- **Testo di studio**
-.-.-
Aggiungo che il taglio del costo del lavoro e il piano Industria 4.0 sono meritevoli di continuazione, così come pure, anche da un punto di vista legislativo, l’accesso allo smart working potrebbe generare delle conseguenze positive a livello economico e sociale, per esempio andando a ridurre le differenze tra città e periferia, costa e zone montane, nord e sud.

Ovviamente questo non significa che non possano esistere altri temi, altrettanto importanti, da portare avanti, ma questi possono essere individuati e definiti solo attraverso il coinvolgimento di tutti gli stakeholder pubblici e privati e, soprattutto, con la volontà di scegliere una strategia precisa, non semplicemente di regolare i conti all’interno di una coalizione partitica.

Stiamo vivendo un momento cruciale che deve essere approcciato con un rigore scientifico e la più grande lungimiranza. Le decisioni che verranno prese segneranno i prossimi 30, 40 anni del nostro Paese. Riuscire ad accontentare il maggior numero di soggetti possibile, con bonus a pioggia, potrebbe sicuramente garantire un futuro all’attuale classe politica italiana, indipendentemente da chi verrà chiamato a governare il Paese, ma rischia di distruggere la prossima generazione di cittadini italiani.
-.-.-
- **Esplora il materiale**
A. Nel testo sulle scelte economiche del Paese, quali sono le coppie di aree tra cui lo smart working potrebbe ridurre le differenze? Elencale tutte.
B. Riproduci dal testo sulle scelte economiche del Paese tutta la parte che va da "Ovviamente questo non" giù fino a "di cittadini italiani.".
C. Traduci in inglese questa frase del testo sulle scelte economiche del Paese: "Le decisioni che verranno prese segneranno i prossimi 30, 40 anni del nostro Paese."

- **Record forniti**
-.-.-
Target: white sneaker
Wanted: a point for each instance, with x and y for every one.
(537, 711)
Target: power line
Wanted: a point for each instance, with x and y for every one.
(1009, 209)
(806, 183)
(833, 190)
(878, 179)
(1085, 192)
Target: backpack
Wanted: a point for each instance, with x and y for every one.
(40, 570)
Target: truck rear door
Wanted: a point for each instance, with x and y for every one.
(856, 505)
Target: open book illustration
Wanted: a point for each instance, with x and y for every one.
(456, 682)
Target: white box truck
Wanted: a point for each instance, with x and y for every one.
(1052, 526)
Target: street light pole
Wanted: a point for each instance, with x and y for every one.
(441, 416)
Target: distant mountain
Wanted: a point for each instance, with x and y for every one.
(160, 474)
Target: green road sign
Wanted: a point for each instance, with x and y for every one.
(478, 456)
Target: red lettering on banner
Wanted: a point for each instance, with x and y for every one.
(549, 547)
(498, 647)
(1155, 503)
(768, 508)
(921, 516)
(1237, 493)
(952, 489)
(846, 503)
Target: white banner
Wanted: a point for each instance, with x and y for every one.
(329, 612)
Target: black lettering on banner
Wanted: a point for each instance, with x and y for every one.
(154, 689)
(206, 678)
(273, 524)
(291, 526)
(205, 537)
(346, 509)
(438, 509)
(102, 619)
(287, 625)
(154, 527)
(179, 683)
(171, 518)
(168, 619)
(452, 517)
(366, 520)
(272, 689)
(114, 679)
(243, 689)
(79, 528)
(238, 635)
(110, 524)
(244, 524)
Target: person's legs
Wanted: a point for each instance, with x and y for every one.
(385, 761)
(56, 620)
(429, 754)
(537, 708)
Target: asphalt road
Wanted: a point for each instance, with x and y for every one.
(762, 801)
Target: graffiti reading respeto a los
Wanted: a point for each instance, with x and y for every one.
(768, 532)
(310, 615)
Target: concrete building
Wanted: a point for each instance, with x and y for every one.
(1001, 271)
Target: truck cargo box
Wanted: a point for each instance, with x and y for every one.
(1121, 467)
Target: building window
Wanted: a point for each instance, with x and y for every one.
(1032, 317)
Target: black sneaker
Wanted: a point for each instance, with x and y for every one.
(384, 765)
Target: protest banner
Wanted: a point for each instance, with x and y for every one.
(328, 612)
-.-.-
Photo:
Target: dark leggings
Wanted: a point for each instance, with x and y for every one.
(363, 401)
-.-.-
- **Risposte per punto**
A. Città e periferia; costa e zone montane; nord e sud.

B.
Ovviamente questo non significa che non possano esistere altri temi, altrettanto importanti, da portare avanti, ma questi possono essere individuati e definiti solo attraverso il coinvolgimento di tutti gli stakeholder pubblici e privati e, soprattutto, con la volontà di scegliere una strategia precisa, non semplicemente di regolare i conti all’interno di una coalizione partitica.

Stiamo vivendo un momento cruciale che deve essere approcciato con un rigore scientifico e la più grande lungimiranza. Le decisioni che verranno prese segneranno i prossimi 30, 40 anni del nostro Paese. Riuscire ad accontentare il maggior numero di soggetti possibile, con bonus a pioggia, potrebbe sicuramente garantire un futuro all’attuale classe politica italiana, indipendentemente da chi verrà chiamato a governare il Paese, ma rischia di distruggere la prossima generazione di cittadini italiani.

C. The decisions that will be made will mark the next 30, 40 years of our country.